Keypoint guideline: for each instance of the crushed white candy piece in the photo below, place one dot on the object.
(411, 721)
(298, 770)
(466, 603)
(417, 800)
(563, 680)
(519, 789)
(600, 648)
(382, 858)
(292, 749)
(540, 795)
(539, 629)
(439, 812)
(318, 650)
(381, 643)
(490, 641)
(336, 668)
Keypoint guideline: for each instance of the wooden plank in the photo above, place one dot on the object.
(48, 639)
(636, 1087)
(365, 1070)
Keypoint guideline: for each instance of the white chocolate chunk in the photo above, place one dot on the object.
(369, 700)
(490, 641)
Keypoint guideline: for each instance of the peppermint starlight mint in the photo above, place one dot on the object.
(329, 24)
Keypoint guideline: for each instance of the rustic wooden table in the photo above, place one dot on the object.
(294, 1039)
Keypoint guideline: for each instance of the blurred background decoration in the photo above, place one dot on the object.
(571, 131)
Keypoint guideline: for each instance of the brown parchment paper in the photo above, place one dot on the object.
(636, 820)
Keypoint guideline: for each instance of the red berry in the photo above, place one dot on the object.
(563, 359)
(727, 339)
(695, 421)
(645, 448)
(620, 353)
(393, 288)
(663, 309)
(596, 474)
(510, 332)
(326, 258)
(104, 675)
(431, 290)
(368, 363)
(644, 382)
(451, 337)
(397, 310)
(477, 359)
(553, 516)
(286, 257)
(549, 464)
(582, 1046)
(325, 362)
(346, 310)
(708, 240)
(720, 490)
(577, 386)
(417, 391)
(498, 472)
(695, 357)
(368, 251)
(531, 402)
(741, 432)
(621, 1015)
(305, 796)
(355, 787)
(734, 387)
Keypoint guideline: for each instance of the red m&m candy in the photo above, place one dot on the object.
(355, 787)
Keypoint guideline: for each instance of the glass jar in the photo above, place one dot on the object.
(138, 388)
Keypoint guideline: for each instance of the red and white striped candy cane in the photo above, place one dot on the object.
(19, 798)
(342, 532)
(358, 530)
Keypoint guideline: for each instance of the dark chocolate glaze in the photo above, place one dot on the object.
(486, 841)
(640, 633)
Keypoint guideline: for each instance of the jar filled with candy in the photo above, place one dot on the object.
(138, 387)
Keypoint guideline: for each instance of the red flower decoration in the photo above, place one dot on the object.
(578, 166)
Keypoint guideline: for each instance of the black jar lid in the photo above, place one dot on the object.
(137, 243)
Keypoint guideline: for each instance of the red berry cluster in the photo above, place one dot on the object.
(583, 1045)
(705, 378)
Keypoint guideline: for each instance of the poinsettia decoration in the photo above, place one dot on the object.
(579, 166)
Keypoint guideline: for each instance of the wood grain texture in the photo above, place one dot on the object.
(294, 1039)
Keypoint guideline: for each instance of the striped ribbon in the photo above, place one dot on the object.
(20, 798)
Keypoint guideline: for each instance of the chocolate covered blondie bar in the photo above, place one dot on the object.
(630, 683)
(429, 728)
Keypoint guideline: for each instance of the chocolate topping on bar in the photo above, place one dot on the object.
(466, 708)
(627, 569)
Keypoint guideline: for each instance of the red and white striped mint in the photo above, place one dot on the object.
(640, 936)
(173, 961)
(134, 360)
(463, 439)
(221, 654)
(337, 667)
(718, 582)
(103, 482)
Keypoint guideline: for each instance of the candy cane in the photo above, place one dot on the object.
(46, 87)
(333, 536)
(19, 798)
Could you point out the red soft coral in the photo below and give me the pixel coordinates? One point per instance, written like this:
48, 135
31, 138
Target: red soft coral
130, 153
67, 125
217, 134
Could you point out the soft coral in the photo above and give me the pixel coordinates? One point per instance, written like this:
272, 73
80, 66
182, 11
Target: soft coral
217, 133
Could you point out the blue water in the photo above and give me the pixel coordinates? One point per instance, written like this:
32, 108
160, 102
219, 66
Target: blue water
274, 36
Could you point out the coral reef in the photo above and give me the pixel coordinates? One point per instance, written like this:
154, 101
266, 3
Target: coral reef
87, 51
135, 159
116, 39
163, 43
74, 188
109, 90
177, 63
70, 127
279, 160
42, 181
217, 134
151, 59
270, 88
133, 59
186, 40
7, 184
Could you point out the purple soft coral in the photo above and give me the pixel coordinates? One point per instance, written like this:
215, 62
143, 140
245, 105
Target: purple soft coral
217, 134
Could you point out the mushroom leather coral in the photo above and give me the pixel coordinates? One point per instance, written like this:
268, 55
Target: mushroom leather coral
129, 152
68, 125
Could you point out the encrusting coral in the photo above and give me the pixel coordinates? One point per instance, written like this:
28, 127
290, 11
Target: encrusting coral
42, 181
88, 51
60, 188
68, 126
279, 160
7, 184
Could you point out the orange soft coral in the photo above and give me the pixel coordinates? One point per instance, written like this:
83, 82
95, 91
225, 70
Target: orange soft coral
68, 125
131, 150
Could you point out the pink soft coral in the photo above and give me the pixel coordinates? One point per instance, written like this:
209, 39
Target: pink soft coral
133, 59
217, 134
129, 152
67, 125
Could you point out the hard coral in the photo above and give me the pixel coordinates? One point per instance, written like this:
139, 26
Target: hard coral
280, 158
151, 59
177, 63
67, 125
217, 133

◆ Aim of the task: Copy out each record above exactly, leaving nothing out.

◆ Task result:
Keypoint guideline: for each instance of the crushed white candy piece in the photo below, place one dot on the object.
(411, 721)
(298, 770)
(466, 603)
(417, 800)
(563, 680)
(519, 789)
(600, 648)
(382, 858)
(292, 749)
(540, 795)
(539, 629)
(439, 812)
(318, 650)
(381, 643)
(490, 641)
(336, 668)
Keypoint guideline: for each instance of the wooden plank in the photo above, place one dot on the object.
(48, 639)
(636, 1087)
(365, 1070)
Keypoint guideline: for each instance of the white chocolate chunk in the photo above, place one dot on the object.
(369, 700)
(490, 641)
Keypoint guideline: for each instance of the peppermint starlight mint in the photo above, place one dot on the object.
(329, 24)
Keypoint guideline: for each instance of the rustic wooden table in the photo above, place one dot on the object.
(294, 1039)
Keypoint guideline: for each instance of the blurred background decoration in the photo above, place one dot on the object.
(571, 131)
Keypoint guideline: for each instance of the brown parchment paper in the photo above, place one dot on the object.
(636, 820)
Keypoint guideline: for each instance of the red berry in the photo above, place one dot on the object.
(563, 359)
(727, 339)
(695, 421)
(645, 448)
(620, 353)
(393, 288)
(663, 309)
(596, 474)
(510, 332)
(326, 258)
(104, 675)
(431, 290)
(368, 363)
(644, 382)
(451, 337)
(397, 310)
(477, 359)
(553, 516)
(286, 257)
(549, 464)
(582, 1046)
(325, 362)
(346, 310)
(708, 240)
(720, 490)
(577, 386)
(417, 391)
(498, 472)
(695, 357)
(368, 251)
(531, 402)
(741, 432)
(621, 1015)
(305, 796)
(355, 787)
(734, 387)
Keypoint guideline: for each instance of the red m&m candy in the photo above, place one dot on the object.
(355, 787)
Keypoint guideline: for each instance of the glass jar in the photo above, place one dot on the object.
(138, 388)
Keypoint guideline: for each instance of the red and white striped candy cane in the photo above, place one dot on the object.
(19, 798)
(342, 532)
(358, 530)
Keypoint guideline: for each instance of the dark chocolate glaze in the photo above, place one dot on the object.
(486, 841)
(640, 633)
Keypoint guideline: for each instance of the jar filled with candy in the photo above, place one dot on the object.
(138, 387)
Keypoint guideline: for each instance of the red flower decoration in the photo above, place one dot on the object.
(578, 166)
Keypoint guideline: for each instance of the black jar lid in the photo above, place one dot on the object.
(137, 243)
Keypoint guideline: for each instance of the red berry cluster in the photo above, place one dot on the object.
(583, 1045)
(705, 378)
Keypoint guideline: for each instance of the poinsettia decoration in the photo above, place one dot on the object.
(579, 166)
Keypoint guideline: for each instance of the wood grain texture in the photo above, place one dot on the object.
(294, 1039)
Keypoint guideline: for each instance of the striped ribbon in the photo above, place one dot on the object.
(20, 798)
Keypoint guideline: for each instance of the chocolate covered blondie bar in the photo above, place one dot on the object.
(630, 683)
(429, 728)
Keypoint guideline: for each instance of the chocolate topping on bar in the photo above, place one dot on the object.
(466, 708)
(627, 569)
Keypoint guideline: for each instance of the red and white striped mint in the photo above, place one dot on the object.
(640, 936)
(173, 961)
(134, 360)
(463, 439)
(221, 654)
(337, 667)
(718, 582)
(103, 482)
Keypoint guideline: for each instance of the candy cane in the photo above, place one dot on the object.
(46, 87)
(333, 536)
(19, 798)
Could you point out the red soft coral in the photo below and give me the pixel coordinates? One point per instance, written like this:
48, 135
31, 138
Target: red soft coral
130, 153
67, 125
217, 134
Could you point out the soft coral in the photo above and give me the pixel coordinates? One point per instance, written like this:
272, 73
80, 66
182, 11
Target: soft coral
217, 133
Could you point out the blue water in the photo above and give me the pixel coordinates? One point per instance, written like this:
32, 108
160, 102
219, 66
Target: blue water
274, 36
Could you point out the coral reef in the photo above and give me the pixel coordinates? One point per instance, written like this:
154, 101
266, 3
Target: coral reef
87, 51
135, 159
116, 39
163, 43
74, 188
109, 90
177, 63
70, 127
279, 160
42, 181
217, 134
151, 59
270, 88
133, 59
186, 40
7, 184
Could you point out the purple soft coral in the photo above and give me the pixel coordinates? One point per instance, written like this:
215, 62
143, 140
245, 105
Target: purple soft coral
217, 134
Could you point out the mushroom leather coral in the photo above and give me the pixel coordinates? One point per instance, written like this:
268, 55
Target: mushroom leather coral
129, 152
68, 125
Could you point out the encrusting coral in the photo above and give me the pixel coordinates? One point per instance, written like this:
28, 127
290, 11
Target: encrusting coral
42, 181
88, 51
60, 188
68, 126
279, 160
7, 184
Could you point out the orange soft coral in the photo above and give me the pixel coordinates? One point per instance, written like this:
83, 82
95, 91
225, 70
Target: orange soft coral
68, 125
131, 150
Could you point out the pink soft coral in the photo above and give me the pixel coordinates? One point per instance, written like this:
209, 39
Target: pink soft coral
133, 59
217, 134
129, 152
67, 125
Could you point out the hard coral in the photo above and give me the pixel coordinates? One point per instance, written like this:
139, 26
Target: hard coral
280, 158
151, 59
177, 63
67, 125
217, 133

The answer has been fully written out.